Look for the line with "search: riverbank?" in the entries below, then extract that line and all lines after it exactly, with pictures left out.

** Start of LISTED RECORDS **

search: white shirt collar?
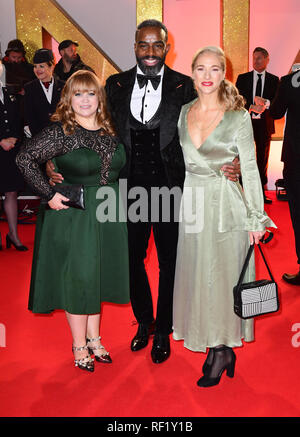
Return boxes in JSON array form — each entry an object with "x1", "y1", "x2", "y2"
[
  {"x1": 136, "y1": 65, "x2": 165, "y2": 76},
  {"x1": 253, "y1": 70, "x2": 266, "y2": 77}
]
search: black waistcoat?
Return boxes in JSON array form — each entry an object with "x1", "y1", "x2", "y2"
[{"x1": 130, "y1": 107, "x2": 167, "y2": 187}]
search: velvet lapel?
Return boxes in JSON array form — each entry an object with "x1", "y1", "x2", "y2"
[
  {"x1": 114, "y1": 67, "x2": 136, "y2": 148},
  {"x1": 160, "y1": 65, "x2": 184, "y2": 149},
  {"x1": 263, "y1": 71, "x2": 272, "y2": 99}
]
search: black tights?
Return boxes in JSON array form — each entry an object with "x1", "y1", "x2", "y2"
[{"x1": 3, "y1": 191, "x2": 21, "y2": 245}]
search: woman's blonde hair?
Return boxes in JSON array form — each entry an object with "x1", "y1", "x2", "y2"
[
  {"x1": 51, "y1": 70, "x2": 116, "y2": 136},
  {"x1": 192, "y1": 46, "x2": 245, "y2": 111}
]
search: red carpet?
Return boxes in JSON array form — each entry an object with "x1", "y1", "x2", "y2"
[{"x1": 0, "y1": 192, "x2": 300, "y2": 418}]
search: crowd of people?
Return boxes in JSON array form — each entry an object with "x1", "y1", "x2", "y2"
[{"x1": 0, "y1": 20, "x2": 300, "y2": 387}]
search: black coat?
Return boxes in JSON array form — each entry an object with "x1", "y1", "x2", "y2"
[
  {"x1": 25, "y1": 79, "x2": 64, "y2": 136},
  {"x1": 105, "y1": 65, "x2": 196, "y2": 188},
  {"x1": 236, "y1": 71, "x2": 279, "y2": 136},
  {"x1": 0, "y1": 88, "x2": 24, "y2": 193},
  {"x1": 270, "y1": 71, "x2": 300, "y2": 167}
]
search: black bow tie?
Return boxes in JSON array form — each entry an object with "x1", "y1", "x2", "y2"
[{"x1": 137, "y1": 74, "x2": 161, "y2": 90}]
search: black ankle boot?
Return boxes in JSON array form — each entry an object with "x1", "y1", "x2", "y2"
[
  {"x1": 197, "y1": 346, "x2": 236, "y2": 387},
  {"x1": 202, "y1": 347, "x2": 215, "y2": 374}
]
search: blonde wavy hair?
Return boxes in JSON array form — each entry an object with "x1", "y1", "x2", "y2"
[
  {"x1": 51, "y1": 70, "x2": 116, "y2": 136},
  {"x1": 192, "y1": 46, "x2": 245, "y2": 111}
]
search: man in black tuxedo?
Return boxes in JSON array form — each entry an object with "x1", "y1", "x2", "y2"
[
  {"x1": 236, "y1": 47, "x2": 279, "y2": 203},
  {"x1": 270, "y1": 70, "x2": 300, "y2": 285},
  {"x1": 48, "y1": 20, "x2": 239, "y2": 363},
  {"x1": 106, "y1": 20, "x2": 239, "y2": 363}
]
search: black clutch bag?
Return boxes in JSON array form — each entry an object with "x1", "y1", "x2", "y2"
[
  {"x1": 233, "y1": 240, "x2": 279, "y2": 319},
  {"x1": 43, "y1": 184, "x2": 85, "y2": 209}
]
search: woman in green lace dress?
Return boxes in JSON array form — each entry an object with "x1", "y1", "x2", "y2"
[
  {"x1": 17, "y1": 71, "x2": 129, "y2": 371},
  {"x1": 173, "y1": 47, "x2": 275, "y2": 387}
]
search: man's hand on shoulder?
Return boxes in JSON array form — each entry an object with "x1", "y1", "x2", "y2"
[{"x1": 221, "y1": 157, "x2": 241, "y2": 182}]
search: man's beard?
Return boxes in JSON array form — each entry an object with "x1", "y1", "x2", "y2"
[
  {"x1": 136, "y1": 56, "x2": 166, "y2": 76},
  {"x1": 64, "y1": 55, "x2": 78, "y2": 64}
]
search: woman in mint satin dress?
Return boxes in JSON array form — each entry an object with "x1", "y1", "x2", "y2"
[
  {"x1": 17, "y1": 70, "x2": 129, "y2": 371},
  {"x1": 173, "y1": 47, "x2": 275, "y2": 387}
]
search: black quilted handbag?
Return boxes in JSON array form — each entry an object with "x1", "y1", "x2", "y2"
[
  {"x1": 43, "y1": 184, "x2": 85, "y2": 209},
  {"x1": 233, "y1": 240, "x2": 279, "y2": 319}
]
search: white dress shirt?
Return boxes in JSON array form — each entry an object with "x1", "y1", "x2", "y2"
[
  {"x1": 130, "y1": 66, "x2": 164, "y2": 124},
  {"x1": 40, "y1": 78, "x2": 54, "y2": 103},
  {"x1": 252, "y1": 70, "x2": 270, "y2": 118}
]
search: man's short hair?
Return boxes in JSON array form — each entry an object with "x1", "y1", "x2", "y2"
[
  {"x1": 253, "y1": 47, "x2": 269, "y2": 58},
  {"x1": 135, "y1": 19, "x2": 168, "y2": 41}
]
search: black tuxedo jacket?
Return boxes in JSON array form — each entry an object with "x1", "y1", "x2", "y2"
[
  {"x1": 236, "y1": 71, "x2": 279, "y2": 136},
  {"x1": 270, "y1": 71, "x2": 300, "y2": 164},
  {"x1": 105, "y1": 65, "x2": 196, "y2": 187},
  {"x1": 25, "y1": 79, "x2": 64, "y2": 136}
]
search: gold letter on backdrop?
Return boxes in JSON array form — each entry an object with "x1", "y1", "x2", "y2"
[
  {"x1": 15, "y1": 0, "x2": 118, "y2": 82},
  {"x1": 136, "y1": 0, "x2": 163, "y2": 25},
  {"x1": 221, "y1": 0, "x2": 250, "y2": 82}
]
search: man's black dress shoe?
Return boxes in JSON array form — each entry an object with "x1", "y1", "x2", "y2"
[
  {"x1": 282, "y1": 271, "x2": 300, "y2": 285},
  {"x1": 264, "y1": 196, "x2": 272, "y2": 204},
  {"x1": 151, "y1": 334, "x2": 171, "y2": 364},
  {"x1": 130, "y1": 322, "x2": 155, "y2": 352}
]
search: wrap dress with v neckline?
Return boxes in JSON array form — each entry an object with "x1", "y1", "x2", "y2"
[{"x1": 173, "y1": 101, "x2": 276, "y2": 352}]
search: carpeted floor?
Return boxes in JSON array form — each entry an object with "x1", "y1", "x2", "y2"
[{"x1": 0, "y1": 192, "x2": 300, "y2": 418}]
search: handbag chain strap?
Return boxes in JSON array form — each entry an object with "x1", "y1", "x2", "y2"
[{"x1": 237, "y1": 243, "x2": 275, "y2": 287}]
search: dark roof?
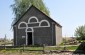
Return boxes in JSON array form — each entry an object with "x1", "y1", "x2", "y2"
[{"x1": 13, "y1": 5, "x2": 62, "y2": 27}]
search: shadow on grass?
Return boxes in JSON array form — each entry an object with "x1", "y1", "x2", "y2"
[{"x1": 73, "y1": 42, "x2": 85, "y2": 54}]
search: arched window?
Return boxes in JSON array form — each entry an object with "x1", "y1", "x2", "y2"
[
  {"x1": 28, "y1": 16, "x2": 39, "y2": 23},
  {"x1": 39, "y1": 20, "x2": 50, "y2": 27},
  {"x1": 18, "y1": 22, "x2": 27, "y2": 29}
]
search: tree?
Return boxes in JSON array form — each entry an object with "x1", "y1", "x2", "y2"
[
  {"x1": 75, "y1": 25, "x2": 85, "y2": 40},
  {"x1": 11, "y1": 0, "x2": 49, "y2": 24}
]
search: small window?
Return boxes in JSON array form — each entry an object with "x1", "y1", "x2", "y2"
[
  {"x1": 40, "y1": 20, "x2": 50, "y2": 27},
  {"x1": 28, "y1": 16, "x2": 38, "y2": 23},
  {"x1": 18, "y1": 22, "x2": 27, "y2": 29}
]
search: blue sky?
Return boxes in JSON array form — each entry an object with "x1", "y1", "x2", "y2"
[{"x1": 0, "y1": 0, "x2": 85, "y2": 38}]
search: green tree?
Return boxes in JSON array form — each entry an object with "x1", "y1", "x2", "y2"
[
  {"x1": 75, "y1": 25, "x2": 85, "y2": 40},
  {"x1": 11, "y1": 0, "x2": 49, "y2": 24}
]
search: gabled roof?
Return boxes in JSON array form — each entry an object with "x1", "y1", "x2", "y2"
[{"x1": 13, "y1": 5, "x2": 62, "y2": 27}]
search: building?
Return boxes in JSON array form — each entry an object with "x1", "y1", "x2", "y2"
[{"x1": 13, "y1": 5, "x2": 62, "y2": 46}]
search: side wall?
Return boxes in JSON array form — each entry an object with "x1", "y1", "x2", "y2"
[{"x1": 55, "y1": 25, "x2": 62, "y2": 45}]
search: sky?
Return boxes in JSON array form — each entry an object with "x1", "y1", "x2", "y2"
[{"x1": 0, "y1": 0, "x2": 85, "y2": 39}]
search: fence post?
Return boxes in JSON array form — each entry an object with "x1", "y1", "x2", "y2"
[
  {"x1": 4, "y1": 44, "x2": 6, "y2": 50},
  {"x1": 43, "y1": 44, "x2": 45, "y2": 53},
  {"x1": 23, "y1": 44, "x2": 25, "y2": 52}
]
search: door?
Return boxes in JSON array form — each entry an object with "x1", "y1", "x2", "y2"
[{"x1": 27, "y1": 32, "x2": 32, "y2": 45}]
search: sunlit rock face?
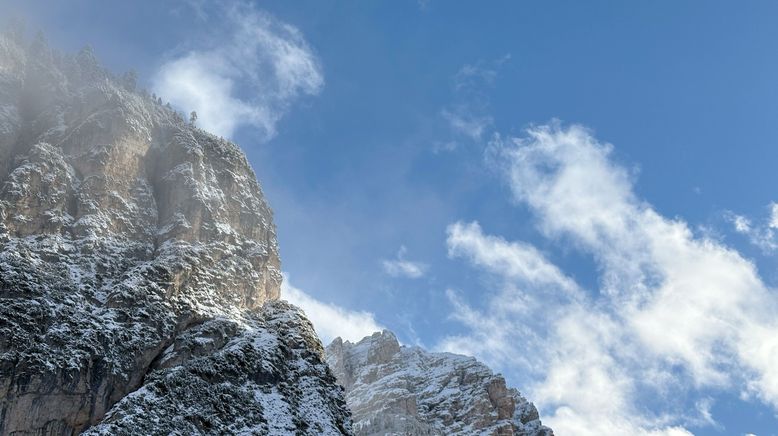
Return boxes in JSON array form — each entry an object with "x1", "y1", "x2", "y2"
[
  {"x1": 326, "y1": 330, "x2": 553, "y2": 436},
  {"x1": 0, "y1": 35, "x2": 350, "y2": 435}
]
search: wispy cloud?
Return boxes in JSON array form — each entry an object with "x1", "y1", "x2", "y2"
[
  {"x1": 441, "y1": 124, "x2": 778, "y2": 435},
  {"x1": 381, "y1": 245, "x2": 428, "y2": 279},
  {"x1": 153, "y1": 2, "x2": 324, "y2": 139},
  {"x1": 281, "y1": 275, "x2": 384, "y2": 345},
  {"x1": 724, "y1": 203, "x2": 778, "y2": 253},
  {"x1": 435, "y1": 54, "x2": 511, "y2": 152}
]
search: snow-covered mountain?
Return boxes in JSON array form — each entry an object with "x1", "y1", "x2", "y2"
[
  {"x1": 0, "y1": 30, "x2": 551, "y2": 435},
  {"x1": 326, "y1": 330, "x2": 553, "y2": 436},
  {"x1": 0, "y1": 35, "x2": 351, "y2": 435}
]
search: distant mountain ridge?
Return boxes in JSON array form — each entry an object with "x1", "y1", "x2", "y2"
[
  {"x1": 0, "y1": 30, "x2": 552, "y2": 436},
  {"x1": 326, "y1": 330, "x2": 553, "y2": 436}
]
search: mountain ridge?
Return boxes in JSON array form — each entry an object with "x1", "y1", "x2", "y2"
[{"x1": 326, "y1": 330, "x2": 553, "y2": 436}]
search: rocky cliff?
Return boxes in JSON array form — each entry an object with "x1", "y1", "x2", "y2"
[
  {"x1": 326, "y1": 330, "x2": 553, "y2": 436},
  {"x1": 0, "y1": 35, "x2": 350, "y2": 435}
]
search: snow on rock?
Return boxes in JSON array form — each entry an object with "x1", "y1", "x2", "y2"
[
  {"x1": 0, "y1": 32, "x2": 350, "y2": 435},
  {"x1": 326, "y1": 330, "x2": 553, "y2": 436}
]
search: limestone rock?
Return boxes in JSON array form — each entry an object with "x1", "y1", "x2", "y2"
[
  {"x1": 0, "y1": 36, "x2": 349, "y2": 435},
  {"x1": 326, "y1": 330, "x2": 553, "y2": 436}
]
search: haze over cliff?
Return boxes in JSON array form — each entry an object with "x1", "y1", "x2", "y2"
[
  {"x1": 0, "y1": 32, "x2": 350, "y2": 434},
  {"x1": 0, "y1": 29, "x2": 551, "y2": 435}
]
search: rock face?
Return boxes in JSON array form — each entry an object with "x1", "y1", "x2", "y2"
[
  {"x1": 0, "y1": 35, "x2": 350, "y2": 435},
  {"x1": 326, "y1": 330, "x2": 553, "y2": 436}
]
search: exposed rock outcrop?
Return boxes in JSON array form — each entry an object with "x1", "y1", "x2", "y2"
[
  {"x1": 0, "y1": 36, "x2": 350, "y2": 435},
  {"x1": 327, "y1": 330, "x2": 553, "y2": 436}
]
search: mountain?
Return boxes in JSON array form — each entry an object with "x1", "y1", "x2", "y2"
[
  {"x1": 0, "y1": 34, "x2": 351, "y2": 435},
  {"x1": 326, "y1": 330, "x2": 553, "y2": 436}
]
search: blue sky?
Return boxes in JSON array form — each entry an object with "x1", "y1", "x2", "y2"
[{"x1": 7, "y1": 0, "x2": 778, "y2": 436}]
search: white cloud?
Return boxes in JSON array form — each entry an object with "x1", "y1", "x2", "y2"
[
  {"x1": 153, "y1": 3, "x2": 324, "y2": 139},
  {"x1": 440, "y1": 106, "x2": 492, "y2": 141},
  {"x1": 441, "y1": 125, "x2": 778, "y2": 435},
  {"x1": 724, "y1": 203, "x2": 778, "y2": 253},
  {"x1": 447, "y1": 222, "x2": 579, "y2": 294},
  {"x1": 436, "y1": 54, "x2": 504, "y2": 145},
  {"x1": 281, "y1": 275, "x2": 384, "y2": 345},
  {"x1": 381, "y1": 246, "x2": 428, "y2": 279}
]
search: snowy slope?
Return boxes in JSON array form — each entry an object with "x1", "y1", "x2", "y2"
[
  {"x1": 0, "y1": 32, "x2": 350, "y2": 435},
  {"x1": 326, "y1": 330, "x2": 553, "y2": 436}
]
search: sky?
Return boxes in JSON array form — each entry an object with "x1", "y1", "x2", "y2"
[{"x1": 0, "y1": 0, "x2": 778, "y2": 436}]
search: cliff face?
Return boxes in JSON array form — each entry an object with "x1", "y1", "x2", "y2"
[
  {"x1": 0, "y1": 36, "x2": 350, "y2": 434},
  {"x1": 326, "y1": 330, "x2": 553, "y2": 436}
]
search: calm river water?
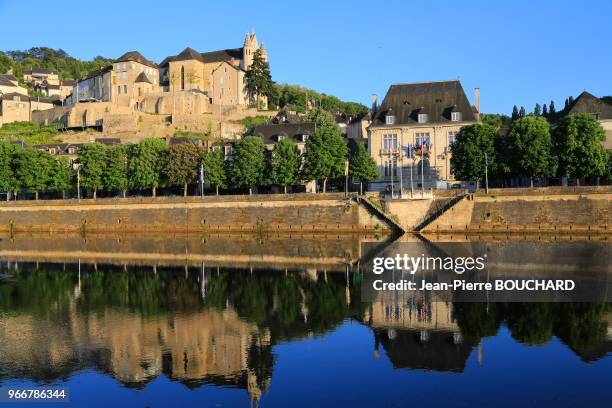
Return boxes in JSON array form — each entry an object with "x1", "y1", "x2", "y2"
[{"x1": 0, "y1": 236, "x2": 612, "y2": 407}]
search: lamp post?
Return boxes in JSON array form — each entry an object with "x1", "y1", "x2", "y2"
[
  {"x1": 72, "y1": 163, "x2": 81, "y2": 201},
  {"x1": 200, "y1": 163, "x2": 204, "y2": 198}
]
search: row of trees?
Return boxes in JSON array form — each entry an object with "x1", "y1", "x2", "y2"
[
  {"x1": 0, "y1": 109, "x2": 378, "y2": 198},
  {"x1": 451, "y1": 114, "x2": 612, "y2": 186}
]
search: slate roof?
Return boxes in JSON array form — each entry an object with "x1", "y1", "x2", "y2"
[
  {"x1": 30, "y1": 67, "x2": 57, "y2": 75},
  {"x1": 0, "y1": 92, "x2": 30, "y2": 102},
  {"x1": 372, "y1": 80, "x2": 476, "y2": 126},
  {"x1": 252, "y1": 122, "x2": 315, "y2": 144},
  {"x1": 0, "y1": 74, "x2": 17, "y2": 86},
  {"x1": 557, "y1": 91, "x2": 612, "y2": 120},
  {"x1": 113, "y1": 51, "x2": 157, "y2": 68},
  {"x1": 134, "y1": 72, "x2": 152, "y2": 84},
  {"x1": 159, "y1": 47, "x2": 242, "y2": 67}
]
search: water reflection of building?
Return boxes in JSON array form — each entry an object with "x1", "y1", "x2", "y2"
[
  {"x1": 364, "y1": 292, "x2": 482, "y2": 371},
  {"x1": 0, "y1": 308, "x2": 271, "y2": 401}
]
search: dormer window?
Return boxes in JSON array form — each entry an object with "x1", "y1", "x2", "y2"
[{"x1": 385, "y1": 109, "x2": 395, "y2": 125}]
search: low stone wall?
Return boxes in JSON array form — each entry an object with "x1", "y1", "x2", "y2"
[
  {"x1": 424, "y1": 187, "x2": 612, "y2": 233},
  {"x1": 0, "y1": 194, "x2": 388, "y2": 234}
]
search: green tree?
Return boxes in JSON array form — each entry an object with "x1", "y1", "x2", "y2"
[
  {"x1": 450, "y1": 123, "x2": 496, "y2": 181},
  {"x1": 505, "y1": 116, "x2": 556, "y2": 187},
  {"x1": 14, "y1": 148, "x2": 55, "y2": 200},
  {"x1": 270, "y1": 139, "x2": 302, "y2": 194},
  {"x1": 0, "y1": 142, "x2": 18, "y2": 201},
  {"x1": 128, "y1": 138, "x2": 168, "y2": 197},
  {"x1": 49, "y1": 157, "x2": 74, "y2": 198},
  {"x1": 202, "y1": 149, "x2": 227, "y2": 195},
  {"x1": 555, "y1": 113, "x2": 608, "y2": 183},
  {"x1": 349, "y1": 143, "x2": 378, "y2": 194},
  {"x1": 512, "y1": 105, "x2": 519, "y2": 120},
  {"x1": 231, "y1": 136, "x2": 266, "y2": 194},
  {"x1": 533, "y1": 103, "x2": 542, "y2": 116},
  {"x1": 77, "y1": 143, "x2": 107, "y2": 199},
  {"x1": 548, "y1": 100, "x2": 557, "y2": 118},
  {"x1": 162, "y1": 143, "x2": 201, "y2": 197},
  {"x1": 104, "y1": 144, "x2": 133, "y2": 198},
  {"x1": 244, "y1": 49, "x2": 274, "y2": 108}
]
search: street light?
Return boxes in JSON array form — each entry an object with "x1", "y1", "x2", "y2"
[{"x1": 72, "y1": 163, "x2": 81, "y2": 201}]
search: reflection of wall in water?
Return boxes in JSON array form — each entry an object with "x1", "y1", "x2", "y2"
[{"x1": 0, "y1": 303, "x2": 270, "y2": 399}]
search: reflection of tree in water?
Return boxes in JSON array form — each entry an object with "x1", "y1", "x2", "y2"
[
  {"x1": 454, "y1": 303, "x2": 612, "y2": 361},
  {"x1": 204, "y1": 270, "x2": 362, "y2": 342}
]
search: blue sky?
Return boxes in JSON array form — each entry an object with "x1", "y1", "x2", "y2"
[{"x1": 0, "y1": 0, "x2": 612, "y2": 114}]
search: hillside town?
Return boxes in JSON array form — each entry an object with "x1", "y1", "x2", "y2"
[{"x1": 0, "y1": 32, "x2": 612, "y2": 199}]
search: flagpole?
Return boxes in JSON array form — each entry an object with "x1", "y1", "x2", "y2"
[{"x1": 421, "y1": 142, "x2": 425, "y2": 198}]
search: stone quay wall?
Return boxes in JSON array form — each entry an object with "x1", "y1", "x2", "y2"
[
  {"x1": 0, "y1": 194, "x2": 389, "y2": 233},
  {"x1": 423, "y1": 186, "x2": 612, "y2": 234}
]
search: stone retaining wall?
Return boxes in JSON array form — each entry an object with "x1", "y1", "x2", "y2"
[{"x1": 0, "y1": 194, "x2": 388, "y2": 233}]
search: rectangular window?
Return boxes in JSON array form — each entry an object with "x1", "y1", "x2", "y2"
[
  {"x1": 384, "y1": 159, "x2": 397, "y2": 177},
  {"x1": 414, "y1": 132, "x2": 430, "y2": 146},
  {"x1": 383, "y1": 133, "x2": 398, "y2": 150}
]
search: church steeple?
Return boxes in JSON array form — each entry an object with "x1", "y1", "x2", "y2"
[{"x1": 242, "y1": 30, "x2": 259, "y2": 70}]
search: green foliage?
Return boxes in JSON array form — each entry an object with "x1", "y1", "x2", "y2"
[
  {"x1": 349, "y1": 143, "x2": 378, "y2": 183},
  {"x1": 480, "y1": 112, "x2": 510, "y2": 128},
  {"x1": 0, "y1": 122, "x2": 59, "y2": 146},
  {"x1": 77, "y1": 143, "x2": 107, "y2": 193},
  {"x1": 162, "y1": 143, "x2": 201, "y2": 194},
  {"x1": 271, "y1": 139, "x2": 302, "y2": 187},
  {"x1": 450, "y1": 123, "x2": 496, "y2": 181},
  {"x1": 0, "y1": 47, "x2": 113, "y2": 79},
  {"x1": 303, "y1": 109, "x2": 348, "y2": 190},
  {"x1": 13, "y1": 148, "x2": 55, "y2": 193},
  {"x1": 0, "y1": 141, "x2": 18, "y2": 192},
  {"x1": 231, "y1": 136, "x2": 266, "y2": 188},
  {"x1": 49, "y1": 157, "x2": 75, "y2": 191},
  {"x1": 304, "y1": 107, "x2": 338, "y2": 129},
  {"x1": 554, "y1": 113, "x2": 608, "y2": 178},
  {"x1": 238, "y1": 115, "x2": 270, "y2": 132},
  {"x1": 128, "y1": 139, "x2": 168, "y2": 189},
  {"x1": 269, "y1": 84, "x2": 368, "y2": 116},
  {"x1": 504, "y1": 116, "x2": 556, "y2": 177},
  {"x1": 244, "y1": 49, "x2": 274, "y2": 106},
  {"x1": 202, "y1": 149, "x2": 227, "y2": 193},
  {"x1": 103, "y1": 144, "x2": 132, "y2": 191}
]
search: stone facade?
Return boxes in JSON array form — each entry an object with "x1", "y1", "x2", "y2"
[{"x1": 368, "y1": 81, "x2": 478, "y2": 192}]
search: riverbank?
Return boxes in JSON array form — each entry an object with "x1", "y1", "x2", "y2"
[{"x1": 0, "y1": 194, "x2": 391, "y2": 234}]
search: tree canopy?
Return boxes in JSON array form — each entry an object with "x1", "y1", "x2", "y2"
[
  {"x1": 231, "y1": 136, "x2": 266, "y2": 193},
  {"x1": 554, "y1": 113, "x2": 608, "y2": 178},
  {"x1": 271, "y1": 139, "x2": 302, "y2": 193},
  {"x1": 450, "y1": 123, "x2": 496, "y2": 181},
  {"x1": 505, "y1": 116, "x2": 556, "y2": 183}
]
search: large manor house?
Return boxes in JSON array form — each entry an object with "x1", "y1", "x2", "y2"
[
  {"x1": 0, "y1": 32, "x2": 612, "y2": 194},
  {"x1": 0, "y1": 33, "x2": 268, "y2": 137}
]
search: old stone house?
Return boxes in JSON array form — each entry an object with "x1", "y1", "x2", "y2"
[{"x1": 368, "y1": 80, "x2": 479, "y2": 191}]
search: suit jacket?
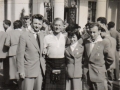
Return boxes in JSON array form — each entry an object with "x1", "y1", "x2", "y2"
[
  {"x1": 105, "y1": 36, "x2": 116, "y2": 68},
  {"x1": 5, "y1": 30, "x2": 22, "y2": 56},
  {"x1": 84, "y1": 37, "x2": 114, "y2": 82},
  {"x1": 65, "y1": 39, "x2": 84, "y2": 78},
  {"x1": 0, "y1": 31, "x2": 8, "y2": 58},
  {"x1": 110, "y1": 29, "x2": 120, "y2": 51},
  {"x1": 17, "y1": 32, "x2": 45, "y2": 77}
]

** End of LISTED RECORDS **

### THE SOLUTION
search: riverbank?
Return boxes in JSON array form — each entry an object with "x1", "y1", "x2", "y2"
[{"x1": 0, "y1": 194, "x2": 391, "y2": 234}]
search: tree canopy?
Return boxes in JSON array form — each entry an object with "x1", "y1", "x2", "y2"
[
  {"x1": 231, "y1": 136, "x2": 266, "y2": 193},
  {"x1": 554, "y1": 113, "x2": 608, "y2": 178},
  {"x1": 271, "y1": 139, "x2": 302, "y2": 193},
  {"x1": 450, "y1": 123, "x2": 496, "y2": 181},
  {"x1": 505, "y1": 116, "x2": 556, "y2": 183}
]
search: large manor house?
Return boxes in JSON array form — each entry an object with "x1", "y1", "x2", "y2"
[
  {"x1": 0, "y1": 32, "x2": 612, "y2": 194},
  {"x1": 0, "y1": 33, "x2": 268, "y2": 137}
]
search: old stone house?
Return boxes in JSON array form — each entry an object with "x1", "y1", "x2", "y2"
[{"x1": 368, "y1": 80, "x2": 479, "y2": 191}]
search: suit jacket?
Return boxes in JSON array form — each entry an object with "x1", "y1", "x2", "y2"
[
  {"x1": 105, "y1": 36, "x2": 116, "y2": 68},
  {"x1": 5, "y1": 30, "x2": 22, "y2": 56},
  {"x1": 84, "y1": 37, "x2": 114, "y2": 82},
  {"x1": 65, "y1": 39, "x2": 84, "y2": 78},
  {"x1": 0, "y1": 31, "x2": 8, "y2": 58},
  {"x1": 110, "y1": 29, "x2": 120, "y2": 51},
  {"x1": 17, "y1": 32, "x2": 45, "y2": 77}
]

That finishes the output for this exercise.